Belge metni:
Bir de "tel arabalar" vardı. Metal telden yapılırdı. Çok küçük olanlar için büyükleri yapardı. İki tekerlekli ve uzun saplı olurdu.
Daha büyük olanlar kendileri için çok daha gelişmişini yaparlardı. Kamyon, otobüs, otomobil şeklinde olanları vardı. Ana gövdesi kalın tellerden eğilip bükülerek yapılır, bağlantı noktaları ince ve kolay kıvrılan tellerle tutturulur, üzerş renk renk çeşit çeşit süslenirdi. Bunlara binilmez, uzun direksiyonları ile arkadan itilerek sürülürdü.
Hatırlıyorum da nasıl büyük bir beceriydi, nasıl büyük emeklerle yapılırdı. Her biri birer sanat eseriydi.
Benim ne "bilye arabam" ne "tel arabam" oldu. Merakım yoktu.
O yıllarda, kendi çevremde şahsi bisiklet sahibi olan kimseyi hatırlamıyorum. Ama meraklı çocuklar için bisiklet kiralama imkanı vardı. Bayram yerlerine de getirildi. Birçok çocuk harçlığını götürüp orada tüketirdi.
Ben hiç binmedim. O yüzden bisiklet kullanmayı da bilmem.
Gençlik yıllarımda motosiklet merakı başlamıştı. "Java" marka ağır, "Mobilet" marka hafif olanları yaygındı. Birkaç defa başkalarının ardına binmişliğim vardır ama bizzat hiç sürmedim.
O zamanlar atlar, özellikle eşekler günlük hayatımızın bir parçası idi. İş için kullanılırdı. At arabası bir ulaşım ve yük aracı idi. Ailecek pikniğe bile gidilirdi.

Yazılı talimat 1: Aşağıdaki girdilerde "rear" dizesini barındıran satırların hepsini seçip aynen aktar. Büyük-küçük harf farkı dikkate alınmalı.

Konum belirleme girdileri:
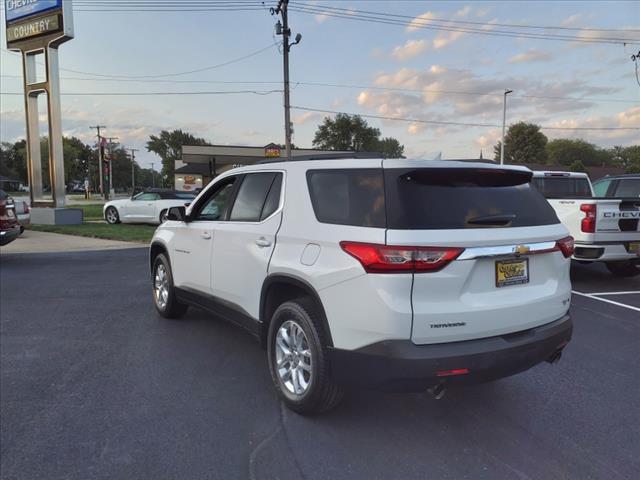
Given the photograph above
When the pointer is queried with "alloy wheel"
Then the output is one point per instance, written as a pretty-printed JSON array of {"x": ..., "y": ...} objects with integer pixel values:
[{"x": 293, "y": 358}]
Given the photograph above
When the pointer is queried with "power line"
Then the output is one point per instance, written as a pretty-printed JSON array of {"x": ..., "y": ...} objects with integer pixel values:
[
  {"x": 199, "y": 70},
  {"x": 343, "y": 85},
  {"x": 124, "y": 94},
  {"x": 464, "y": 124},
  {"x": 351, "y": 11},
  {"x": 385, "y": 18}
]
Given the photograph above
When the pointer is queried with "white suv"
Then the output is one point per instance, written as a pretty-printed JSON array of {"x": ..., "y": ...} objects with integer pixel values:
[{"x": 399, "y": 275}]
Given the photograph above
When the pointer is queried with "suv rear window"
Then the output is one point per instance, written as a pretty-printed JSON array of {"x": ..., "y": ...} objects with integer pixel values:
[
  {"x": 460, "y": 198},
  {"x": 562, "y": 187},
  {"x": 348, "y": 196}
]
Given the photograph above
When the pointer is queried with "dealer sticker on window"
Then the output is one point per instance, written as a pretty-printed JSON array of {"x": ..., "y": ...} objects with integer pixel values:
[{"x": 512, "y": 272}]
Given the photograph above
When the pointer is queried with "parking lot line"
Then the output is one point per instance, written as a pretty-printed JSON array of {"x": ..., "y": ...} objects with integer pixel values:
[
  {"x": 590, "y": 295},
  {"x": 615, "y": 293}
]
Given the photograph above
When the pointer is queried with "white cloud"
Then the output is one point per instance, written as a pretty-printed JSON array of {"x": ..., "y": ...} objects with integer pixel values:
[
  {"x": 463, "y": 12},
  {"x": 571, "y": 20},
  {"x": 321, "y": 17},
  {"x": 410, "y": 49},
  {"x": 531, "y": 55},
  {"x": 307, "y": 117},
  {"x": 419, "y": 21}
]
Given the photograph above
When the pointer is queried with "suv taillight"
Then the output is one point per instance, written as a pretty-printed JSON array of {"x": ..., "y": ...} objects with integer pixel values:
[
  {"x": 566, "y": 246},
  {"x": 393, "y": 259},
  {"x": 588, "y": 224}
]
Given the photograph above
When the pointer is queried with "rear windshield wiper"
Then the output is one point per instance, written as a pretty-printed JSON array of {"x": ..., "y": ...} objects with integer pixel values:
[{"x": 502, "y": 219}]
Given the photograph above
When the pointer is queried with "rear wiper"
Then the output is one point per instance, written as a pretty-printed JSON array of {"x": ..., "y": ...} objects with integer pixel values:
[{"x": 502, "y": 219}]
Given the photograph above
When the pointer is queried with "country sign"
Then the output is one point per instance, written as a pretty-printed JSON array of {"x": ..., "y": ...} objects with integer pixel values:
[
  {"x": 33, "y": 28},
  {"x": 17, "y": 9}
]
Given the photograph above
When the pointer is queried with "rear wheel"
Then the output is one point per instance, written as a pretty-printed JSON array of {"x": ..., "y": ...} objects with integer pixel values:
[
  {"x": 298, "y": 360},
  {"x": 624, "y": 269},
  {"x": 164, "y": 294},
  {"x": 111, "y": 215}
]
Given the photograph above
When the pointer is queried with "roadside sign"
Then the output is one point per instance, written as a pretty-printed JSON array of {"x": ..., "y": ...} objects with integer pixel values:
[
  {"x": 34, "y": 24},
  {"x": 33, "y": 28},
  {"x": 17, "y": 9}
]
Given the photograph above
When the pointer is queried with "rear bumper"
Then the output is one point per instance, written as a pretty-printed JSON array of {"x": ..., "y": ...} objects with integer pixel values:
[
  {"x": 400, "y": 365},
  {"x": 9, "y": 235},
  {"x": 605, "y": 252}
]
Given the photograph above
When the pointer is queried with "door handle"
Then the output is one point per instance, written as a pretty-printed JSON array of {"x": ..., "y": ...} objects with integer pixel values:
[{"x": 263, "y": 242}]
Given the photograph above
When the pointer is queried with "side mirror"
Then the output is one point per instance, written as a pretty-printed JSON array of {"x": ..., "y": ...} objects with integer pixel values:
[{"x": 178, "y": 213}]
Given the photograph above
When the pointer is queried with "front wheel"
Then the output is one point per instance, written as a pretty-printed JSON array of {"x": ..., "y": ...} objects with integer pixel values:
[
  {"x": 111, "y": 216},
  {"x": 164, "y": 294},
  {"x": 624, "y": 269},
  {"x": 298, "y": 360}
]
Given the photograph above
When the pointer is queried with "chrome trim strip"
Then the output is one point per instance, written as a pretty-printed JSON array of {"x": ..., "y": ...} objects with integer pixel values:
[{"x": 502, "y": 250}]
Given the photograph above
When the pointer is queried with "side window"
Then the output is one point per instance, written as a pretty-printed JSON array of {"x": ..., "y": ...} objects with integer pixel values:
[
  {"x": 147, "y": 197},
  {"x": 348, "y": 197},
  {"x": 273, "y": 199},
  {"x": 600, "y": 188},
  {"x": 215, "y": 207},
  {"x": 251, "y": 197},
  {"x": 628, "y": 187}
]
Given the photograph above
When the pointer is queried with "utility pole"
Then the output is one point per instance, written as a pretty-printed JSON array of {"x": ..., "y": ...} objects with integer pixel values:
[
  {"x": 110, "y": 147},
  {"x": 100, "y": 152},
  {"x": 284, "y": 30},
  {"x": 133, "y": 171},
  {"x": 504, "y": 124}
]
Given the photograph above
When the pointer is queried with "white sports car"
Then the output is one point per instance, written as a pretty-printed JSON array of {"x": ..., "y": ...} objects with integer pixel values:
[{"x": 150, "y": 206}]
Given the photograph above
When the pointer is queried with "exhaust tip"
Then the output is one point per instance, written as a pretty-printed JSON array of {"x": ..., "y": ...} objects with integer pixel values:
[{"x": 437, "y": 391}]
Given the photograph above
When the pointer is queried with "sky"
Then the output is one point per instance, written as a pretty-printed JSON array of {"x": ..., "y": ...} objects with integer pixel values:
[{"x": 377, "y": 69}]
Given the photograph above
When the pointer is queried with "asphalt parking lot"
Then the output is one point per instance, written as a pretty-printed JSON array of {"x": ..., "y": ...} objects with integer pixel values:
[{"x": 95, "y": 385}]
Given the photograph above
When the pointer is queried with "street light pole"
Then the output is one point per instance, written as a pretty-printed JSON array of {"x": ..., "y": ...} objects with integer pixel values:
[
  {"x": 133, "y": 172},
  {"x": 98, "y": 127},
  {"x": 284, "y": 30},
  {"x": 504, "y": 124},
  {"x": 110, "y": 147}
]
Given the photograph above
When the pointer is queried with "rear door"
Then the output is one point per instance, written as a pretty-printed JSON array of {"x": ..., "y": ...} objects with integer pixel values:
[
  {"x": 243, "y": 246},
  {"x": 193, "y": 241},
  {"x": 510, "y": 275}
]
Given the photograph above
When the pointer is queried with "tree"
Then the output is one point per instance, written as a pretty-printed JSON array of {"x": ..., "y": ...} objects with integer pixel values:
[
  {"x": 577, "y": 166},
  {"x": 390, "y": 148},
  {"x": 353, "y": 133},
  {"x": 625, "y": 156},
  {"x": 523, "y": 143},
  {"x": 168, "y": 146},
  {"x": 565, "y": 151}
]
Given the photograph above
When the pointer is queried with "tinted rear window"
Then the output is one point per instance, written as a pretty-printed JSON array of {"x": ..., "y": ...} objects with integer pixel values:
[
  {"x": 434, "y": 198},
  {"x": 348, "y": 196},
  {"x": 562, "y": 187},
  {"x": 628, "y": 187},
  {"x": 251, "y": 197}
]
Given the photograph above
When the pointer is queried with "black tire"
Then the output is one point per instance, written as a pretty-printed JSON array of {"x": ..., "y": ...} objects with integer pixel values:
[
  {"x": 111, "y": 215},
  {"x": 624, "y": 269},
  {"x": 168, "y": 306},
  {"x": 322, "y": 393}
]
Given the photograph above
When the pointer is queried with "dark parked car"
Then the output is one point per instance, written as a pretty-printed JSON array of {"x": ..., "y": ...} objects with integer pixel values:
[{"x": 9, "y": 226}]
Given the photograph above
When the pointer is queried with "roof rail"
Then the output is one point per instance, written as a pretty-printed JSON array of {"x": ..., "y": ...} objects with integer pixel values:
[{"x": 323, "y": 156}]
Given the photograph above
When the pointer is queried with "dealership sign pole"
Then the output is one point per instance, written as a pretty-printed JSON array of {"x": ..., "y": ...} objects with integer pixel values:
[{"x": 36, "y": 28}]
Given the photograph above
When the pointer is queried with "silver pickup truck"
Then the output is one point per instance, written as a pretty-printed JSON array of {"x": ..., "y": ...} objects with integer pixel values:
[{"x": 605, "y": 229}]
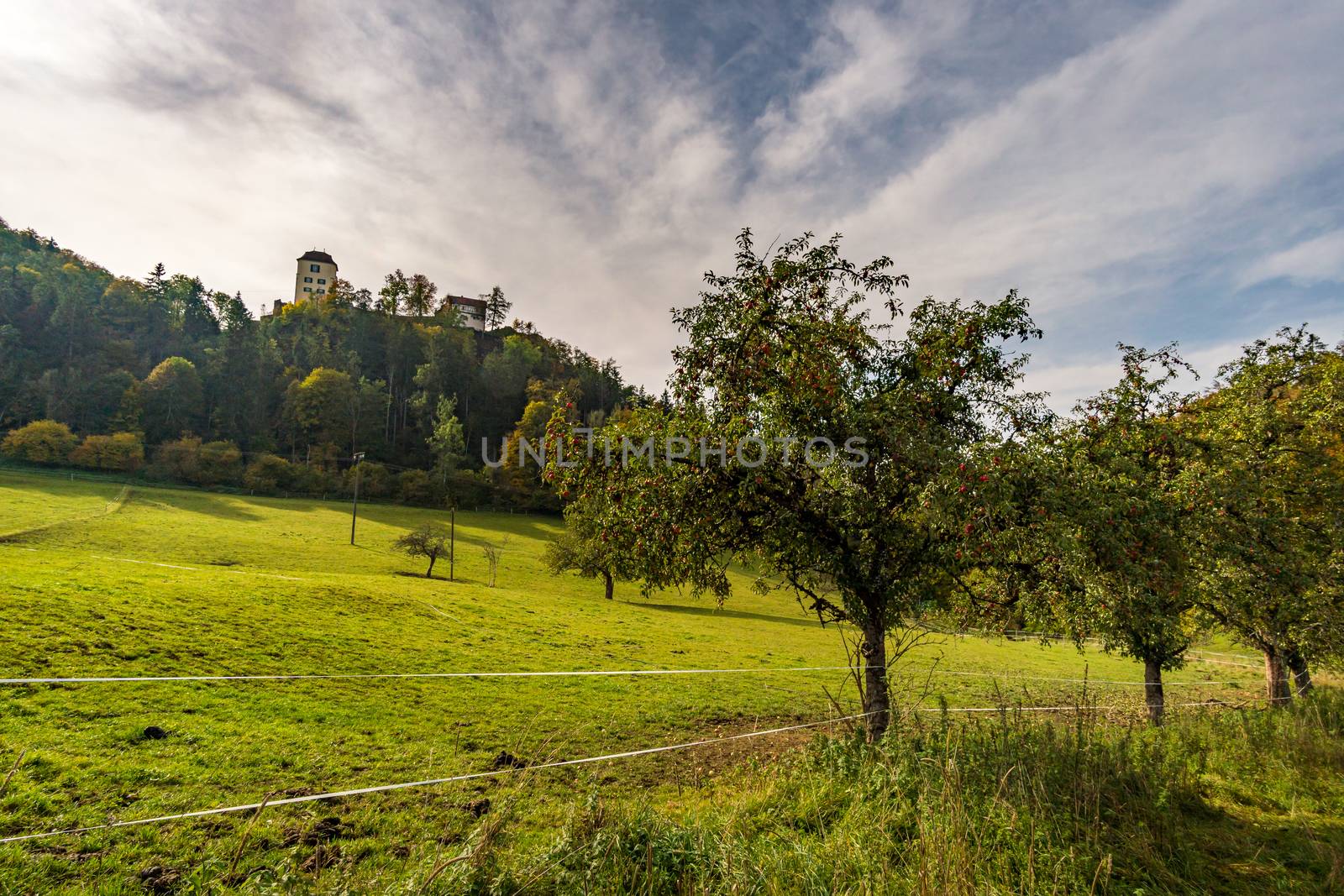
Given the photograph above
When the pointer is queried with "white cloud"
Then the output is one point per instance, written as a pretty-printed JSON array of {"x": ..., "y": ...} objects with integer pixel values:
[
  {"x": 562, "y": 154},
  {"x": 1312, "y": 261}
]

Yazılı talimat 2: Çocukluk yıllarının taşıtlarını anlatan anı metnine, gösterilen son cümleden sonra devam et.

Görev çıktısı 1:
When the pointer is queried with "suv rear window"
When the pointer is queried with "rear windshield wiper"
When the pointer is queried with "rear wiper"
When the pointer is queried with "rear wheel"
When the pointer is queried with "rear bumper"
When the pointer is queried with "rear door"
When the pointer is queried with "tinted rear window"

Görev çıktısı 2:
"Şam eşeği" denilen beyaz, iri ve çok güçlü olan eşekler özellikle yük taşımada kullanılırdı. Sürü halinde çalıştırılanlar vardı. İşi olanlar kiralardı. Özellikle yokuşlu yerlerde tercih edilirdi.
Normal diğer eşekler daha çoktu. "Eşek hamalı" denilenler, her zaman çarşıda pazarda kalabalığın içindeydi. Bir çeşit taksi görevi görürdü. Çarşıdan eşya alanlar yükler, hamala evini tarif eder, ücretini verir gönderirdi. Birçok eşek hamalı müşterilerinin evlerini ve aile üyelerini tanırdı. Aralarında bir çeşit ahbaplık oluştuğu için ailenin bir parçası olarak kabul edilirlerdi.
Bir de Karakoyun Deresi'nin etrafında, Kamberiye'nin doğusunda "Papor Yolu" ve ötesindeki boş tarlalarda başıboş dolaşan sahipsiz eşekler olurdu. Yaramaz çocuklar bu zavallı hayvanları yakalar, üzerine biner, bu arada hem otla besler, hem de bazıları acımasızca döverdi.
Ben hiç binmediğim gibi diğerlerinin bu tür hareketlerinden rahatsız olurdum. Hayvanlara çok acırdım.
Birkaç defa eşya ve unluk götürüp getirirken eşeğe binmişliğim vardır.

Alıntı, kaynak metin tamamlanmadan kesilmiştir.